> _Work required_
What's required is a verbatim printout of all the data.

> _Data in this exercise_
■ ■ ■ ■ ■
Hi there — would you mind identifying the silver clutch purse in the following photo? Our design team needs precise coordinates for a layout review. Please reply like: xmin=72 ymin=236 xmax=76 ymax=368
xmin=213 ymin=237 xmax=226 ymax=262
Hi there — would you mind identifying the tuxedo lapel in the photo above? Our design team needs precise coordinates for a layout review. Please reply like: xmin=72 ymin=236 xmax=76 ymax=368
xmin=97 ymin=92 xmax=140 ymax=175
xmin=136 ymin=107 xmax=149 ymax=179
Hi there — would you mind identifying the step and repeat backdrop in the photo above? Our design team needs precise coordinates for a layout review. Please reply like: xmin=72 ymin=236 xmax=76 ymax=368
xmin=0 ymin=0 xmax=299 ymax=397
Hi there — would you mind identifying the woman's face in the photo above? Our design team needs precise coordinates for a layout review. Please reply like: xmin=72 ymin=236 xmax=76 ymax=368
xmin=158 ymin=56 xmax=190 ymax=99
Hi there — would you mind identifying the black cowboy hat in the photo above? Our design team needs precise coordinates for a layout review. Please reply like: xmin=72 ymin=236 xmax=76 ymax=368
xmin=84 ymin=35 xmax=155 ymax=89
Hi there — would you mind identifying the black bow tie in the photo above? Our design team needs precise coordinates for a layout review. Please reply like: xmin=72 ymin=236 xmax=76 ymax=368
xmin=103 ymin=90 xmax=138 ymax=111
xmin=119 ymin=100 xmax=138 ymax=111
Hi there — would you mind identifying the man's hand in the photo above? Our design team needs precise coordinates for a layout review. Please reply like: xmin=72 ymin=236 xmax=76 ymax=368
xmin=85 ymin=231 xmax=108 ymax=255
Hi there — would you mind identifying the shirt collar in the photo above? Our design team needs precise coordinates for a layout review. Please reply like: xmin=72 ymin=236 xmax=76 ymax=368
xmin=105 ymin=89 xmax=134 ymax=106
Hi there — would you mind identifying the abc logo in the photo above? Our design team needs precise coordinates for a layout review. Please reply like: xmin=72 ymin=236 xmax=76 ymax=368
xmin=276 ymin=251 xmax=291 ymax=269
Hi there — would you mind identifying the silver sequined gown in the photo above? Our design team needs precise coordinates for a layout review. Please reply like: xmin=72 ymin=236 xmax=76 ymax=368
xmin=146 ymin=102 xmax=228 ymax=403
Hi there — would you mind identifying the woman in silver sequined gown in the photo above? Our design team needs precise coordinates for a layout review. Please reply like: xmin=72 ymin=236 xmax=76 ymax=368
■ ■ ■ ■ ■
> _Exercise solution_
Hi there — would you mind identifying the silver clutch purse in the following photo? Our design team needs precise coordinates for a layout review. Please reply like: xmin=72 ymin=236 xmax=76 ymax=368
xmin=213 ymin=237 xmax=226 ymax=262
Hi there — would you mind identifying the tuxedo lapel in the photo above? Our design team needs precise coordinates for a layout review. Please reply like: xmin=72 ymin=236 xmax=76 ymax=368
xmin=97 ymin=92 xmax=140 ymax=175
xmin=136 ymin=107 xmax=149 ymax=179
Hi there — would you mind identifying the step and repeat backdrop in the photo above? Our design team needs precise coordinates for a layout review. Please reply like: xmin=72 ymin=236 xmax=76 ymax=368
xmin=0 ymin=0 xmax=299 ymax=397
Hi there — would you mind identifying the woman's face in the photo above? Our design team needs precise coordinates for a layout review. Please reply like: xmin=72 ymin=236 xmax=76 ymax=368
xmin=158 ymin=56 xmax=190 ymax=99
Hi there — would you mind identifying the black cowboy hat in the photo above? Our design team needs precise coordinates for a layout review. Please reply like: xmin=72 ymin=236 xmax=76 ymax=368
xmin=84 ymin=35 xmax=155 ymax=89
Hi there — would you mind identifying the black bow tie in the photo above? Our design team needs precise coordinates for a layout review. Please reply like: xmin=72 ymin=236 xmax=76 ymax=368
xmin=103 ymin=90 xmax=138 ymax=111
xmin=119 ymin=100 xmax=138 ymax=111
Hi there — would you mind identifying the man's hand in the photo above? Our design team needs precise coordinates for a layout review. Please reply like: xmin=72 ymin=236 xmax=76 ymax=368
xmin=85 ymin=231 xmax=108 ymax=255
Hi there — would you mind identifying the shirt collar in the photo above? Our design team needs precise coordinates for a layout review. Please reply like: xmin=72 ymin=236 xmax=76 ymax=368
xmin=105 ymin=89 xmax=134 ymax=106
Hi there — would you mind identifying the abc logo in the photo above? Our design team needs precise coordinates for a layout review. Please reply like: xmin=72 ymin=236 xmax=76 ymax=368
xmin=276 ymin=251 xmax=291 ymax=269
Hi there — would you mind identifying the silver sequined gown in the photo above? Our design team needs precise coordinates for a layout review. Please reply like: xmin=72 ymin=236 xmax=76 ymax=368
xmin=146 ymin=102 xmax=228 ymax=403
Hi there — would you mind identifying the woman in silver sequined gown in the photo above? Our design team needs precise coordinates for a layout review. Please reply like: xmin=72 ymin=236 xmax=76 ymax=368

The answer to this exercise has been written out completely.